What is required
The expected output is the line with "Phrase: reflection on water" followed by every remaining line of the entries, all repeated exactly.

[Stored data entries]
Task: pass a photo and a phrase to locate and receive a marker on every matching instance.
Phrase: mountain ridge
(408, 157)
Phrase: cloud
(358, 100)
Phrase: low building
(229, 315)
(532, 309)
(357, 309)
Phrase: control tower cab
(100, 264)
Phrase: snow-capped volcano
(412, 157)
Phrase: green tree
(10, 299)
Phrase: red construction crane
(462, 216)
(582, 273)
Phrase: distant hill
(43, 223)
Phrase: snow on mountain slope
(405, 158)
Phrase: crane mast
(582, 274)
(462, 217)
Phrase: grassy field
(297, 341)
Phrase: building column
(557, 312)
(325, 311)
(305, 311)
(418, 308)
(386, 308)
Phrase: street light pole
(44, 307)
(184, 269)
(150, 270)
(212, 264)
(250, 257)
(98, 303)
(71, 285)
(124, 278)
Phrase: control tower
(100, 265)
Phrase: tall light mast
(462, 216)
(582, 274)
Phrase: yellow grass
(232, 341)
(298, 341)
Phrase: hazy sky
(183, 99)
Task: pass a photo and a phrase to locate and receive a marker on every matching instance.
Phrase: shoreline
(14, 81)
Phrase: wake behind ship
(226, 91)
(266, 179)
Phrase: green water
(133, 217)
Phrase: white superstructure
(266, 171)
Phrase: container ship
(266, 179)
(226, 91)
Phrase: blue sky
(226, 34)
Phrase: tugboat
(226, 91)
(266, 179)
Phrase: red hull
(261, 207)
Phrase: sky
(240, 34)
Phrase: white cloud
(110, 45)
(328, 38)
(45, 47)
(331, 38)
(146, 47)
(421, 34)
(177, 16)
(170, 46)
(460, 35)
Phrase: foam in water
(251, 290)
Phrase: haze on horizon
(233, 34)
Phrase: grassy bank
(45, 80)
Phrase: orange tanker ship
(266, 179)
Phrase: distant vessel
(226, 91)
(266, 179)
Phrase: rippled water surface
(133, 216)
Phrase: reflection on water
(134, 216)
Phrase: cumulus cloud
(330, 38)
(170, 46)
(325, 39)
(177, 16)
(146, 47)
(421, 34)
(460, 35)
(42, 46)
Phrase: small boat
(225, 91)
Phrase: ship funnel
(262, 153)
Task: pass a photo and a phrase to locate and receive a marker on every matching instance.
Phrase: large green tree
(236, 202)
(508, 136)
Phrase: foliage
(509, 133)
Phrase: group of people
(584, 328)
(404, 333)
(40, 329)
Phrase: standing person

Answer space
Phrase: reflection on water
(134, 216)
Phrase: cumulus cloud
(330, 38)
(170, 46)
(325, 39)
(177, 16)
(146, 47)
(421, 34)
(460, 35)
(42, 46)
Phrase: small boat
(225, 91)
Phrase: ship funnel
(262, 153)
Task: pass a photo and a phrase to locate and receive a marker on every matching instance.
Phrase: large green tree
(236, 202)
(508, 136)
Phrase: foliage
(509, 133)
Phrase: group of people
(584, 328)
(404, 333)
(40, 329)
Phrase: standing person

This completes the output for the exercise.